◆ **GIVEN RECORDS**:
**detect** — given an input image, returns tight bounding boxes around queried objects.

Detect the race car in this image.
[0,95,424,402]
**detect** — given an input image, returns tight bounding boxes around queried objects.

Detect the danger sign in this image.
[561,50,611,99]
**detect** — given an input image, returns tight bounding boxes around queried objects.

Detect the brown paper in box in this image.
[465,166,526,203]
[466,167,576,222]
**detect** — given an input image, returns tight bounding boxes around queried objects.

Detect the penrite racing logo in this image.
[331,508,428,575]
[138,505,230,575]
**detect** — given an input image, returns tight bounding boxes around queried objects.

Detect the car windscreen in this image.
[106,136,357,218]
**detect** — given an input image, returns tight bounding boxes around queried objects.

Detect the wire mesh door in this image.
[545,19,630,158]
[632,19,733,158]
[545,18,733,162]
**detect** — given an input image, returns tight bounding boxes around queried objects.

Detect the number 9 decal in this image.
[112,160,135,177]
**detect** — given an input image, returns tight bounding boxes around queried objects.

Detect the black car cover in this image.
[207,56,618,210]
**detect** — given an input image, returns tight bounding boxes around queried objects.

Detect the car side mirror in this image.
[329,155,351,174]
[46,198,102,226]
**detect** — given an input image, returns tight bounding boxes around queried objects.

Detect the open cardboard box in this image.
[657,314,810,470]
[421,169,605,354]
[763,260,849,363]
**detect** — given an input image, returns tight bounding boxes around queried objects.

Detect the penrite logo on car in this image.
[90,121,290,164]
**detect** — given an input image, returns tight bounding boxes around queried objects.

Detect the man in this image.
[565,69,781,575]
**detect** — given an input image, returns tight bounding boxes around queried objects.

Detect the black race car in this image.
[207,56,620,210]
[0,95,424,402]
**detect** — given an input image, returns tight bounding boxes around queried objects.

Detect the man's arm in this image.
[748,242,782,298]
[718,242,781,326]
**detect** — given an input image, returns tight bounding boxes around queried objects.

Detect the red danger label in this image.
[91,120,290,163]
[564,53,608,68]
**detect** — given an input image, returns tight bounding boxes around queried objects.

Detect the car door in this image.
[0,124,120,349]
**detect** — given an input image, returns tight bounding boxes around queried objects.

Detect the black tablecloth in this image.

◆ **EXERCISE**: With no line skipped, output the listing in full.

◆ **RESPONSE BELOW**:
**detect** — given an input image, returns tight bounding boxes around queried objects.

Detect the race car in this image.
[0,95,424,402]
**detect** — given an input image, returns tight bounding boxes around queried objects.

Detect the danger sign in this image.
[561,50,611,99]
**detect** — given an input image, returns tight bounding boxes around queried objects.

Detect the brown paper in box in this image.
[465,166,526,203]
[466,167,576,222]
**detect** — given an input image, returns tight bounding boxes around queried objects.

Detect the penrite racing logo in this image.
[331,508,428,575]
[138,505,230,575]
**detect** — given an input image, returns tight bounding boxes around queried objects.

Detect the car windscreen in this image.
[106,136,357,218]
**detect** — given an input image, returns tight bounding boxes around queried objects.

Detect the wire mesh door in this image.
[545,19,630,158]
[632,19,733,158]
[545,18,733,162]
**detect** — given an input image, returns tight bounding boxes around queried objects.

Detect the number 9 decal in this image.
[112,160,135,177]
**detect** — given an input image, returns tight bounding boxes around queried objects.

Detect the black car cover in this image.
[207,56,618,210]
**detect** — given an input image, returns tight bounding boxes around queried objects.

Detect the car side mirror in this image.
[329,155,351,174]
[46,198,102,226]
**detect** — given an input image, returns tight bounding boxes around queried objects.

Detect the open cardboard box in this image.
[657,314,810,470]
[421,169,605,354]
[763,260,849,363]
**detect** — given an input image, returns tight bounding boxes around queried objects.

Detect the penrite logo on car in this image.
[90,121,290,164]
**detect** — given an input image, returns tight bounding boxes around queried objects.

Detect the man in this image.
[565,69,781,575]
**detect** — given an input image, returns tight bounding boxes around queried objects.

Detect the black race car in this image.
[207,56,620,210]
[0,95,424,402]
**detect** — given an input image, returns tight bounding boxes around queried objects.

Detect the man's arm in this image.
[748,242,782,298]
[718,242,781,326]
**detect** — given an input image, returns tight bounding boxes around queried objects.

Detect the red danger label in this image.
[91,120,290,163]
[564,53,608,68]
**detect** — given an input image, returns tight bounding boxes around queried objects.

Detect the car door in this image.
[0,124,120,349]
**detect** — given an input image, returns tight bounding boxes around queried objects.

Detect the black tablecloth in this image.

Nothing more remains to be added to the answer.